Instructions for the task
Reproduce the material below verbatim, keeping every line and character as it appears.

Excerpts from pointing data
◇ ◇ ◇ ◇

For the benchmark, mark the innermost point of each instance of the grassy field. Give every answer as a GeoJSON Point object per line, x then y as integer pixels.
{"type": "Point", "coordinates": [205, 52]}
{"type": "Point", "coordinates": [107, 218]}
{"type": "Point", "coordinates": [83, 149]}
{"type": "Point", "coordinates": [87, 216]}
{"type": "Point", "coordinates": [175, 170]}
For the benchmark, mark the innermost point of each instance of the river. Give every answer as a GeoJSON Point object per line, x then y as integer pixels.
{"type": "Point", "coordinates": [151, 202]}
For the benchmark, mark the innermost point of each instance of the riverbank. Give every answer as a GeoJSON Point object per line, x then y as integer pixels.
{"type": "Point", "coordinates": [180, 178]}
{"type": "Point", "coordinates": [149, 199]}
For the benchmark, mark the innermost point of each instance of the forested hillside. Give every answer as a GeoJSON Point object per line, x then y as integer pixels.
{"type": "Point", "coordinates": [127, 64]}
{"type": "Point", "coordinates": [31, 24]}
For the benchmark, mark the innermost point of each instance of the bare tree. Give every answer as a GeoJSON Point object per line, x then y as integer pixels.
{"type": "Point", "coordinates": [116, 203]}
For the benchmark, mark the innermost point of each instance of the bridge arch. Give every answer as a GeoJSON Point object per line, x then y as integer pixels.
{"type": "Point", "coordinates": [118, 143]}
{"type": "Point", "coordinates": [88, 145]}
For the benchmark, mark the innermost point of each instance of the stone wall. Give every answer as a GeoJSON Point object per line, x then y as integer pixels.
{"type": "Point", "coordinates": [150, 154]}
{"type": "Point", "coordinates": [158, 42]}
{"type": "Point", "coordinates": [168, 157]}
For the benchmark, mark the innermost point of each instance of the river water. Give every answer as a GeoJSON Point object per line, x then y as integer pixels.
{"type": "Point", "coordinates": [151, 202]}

◇ ◇ ◇ ◇

Response
For the benchmark, mark the innermost point of each instance of the grassy field. Give every answer as a GeoJSON Point object per line, x then y as integer pixels.
{"type": "Point", "coordinates": [205, 52]}
{"type": "Point", "coordinates": [107, 218]}
{"type": "Point", "coordinates": [83, 149]}
{"type": "Point", "coordinates": [87, 216]}
{"type": "Point", "coordinates": [175, 170]}
For the benchmark, mark the innermost point of each instance of the river. Give every answer as a GeoJSON Point object per line, x then y as integer pixels.
{"type": "Point", "coordinates": [151, 202]}
For the benchmark, mark the innermost point of each instance of the riverbank. Give every answer as a GeoJSON Point object per line, x then y as integer pixels.
{"type": "Point", "coordinates": [180, 178]}
{"type": "Point", "coordinates": [149, 199]}
For the benchmark, mark the innermost point of each instance of the forested hillside. Give every answer as a GeoJSON Point object per line, x then y as integer pixels.
{"type": "Point", "coordinates": [127, 64]}
{"type": "Point", "coordinates": [31, 24]}
For the benchmark, mark the innermost point of each instance of the bare tree. Give every answer as a GeoJSON Point object per line, x then y as integer pixels.
{"type": "Point", "coordinates": [116, 203]}
For the benchmark, mark the innermost point of each instance of the bridge arch. Give every answer as a GeoJSON Point object per line, x then y as integer pixels.
{"type": "Point", "coordinates": [118, 143]}
{"type": "Point", "coordinates": [88, 145]}
For the benchmark, mark the innermost point of each instance of the stone wall. Give every answer as a GeoJSON Point object per line, x then y as integer pixels.
{"type": "Point", "coordinates": [150, 154]}
{"type": "Point", "coordinates": [158, 42]}
{"type": "Point", "coordinates": [168, 157]}
For the benchmark, mark the innermost point of each instance of the river water. Give every answer as a GeoJSON Point object per line, x then y as integer pixels.
{"type": "Point", "coordinates": [151, 202]}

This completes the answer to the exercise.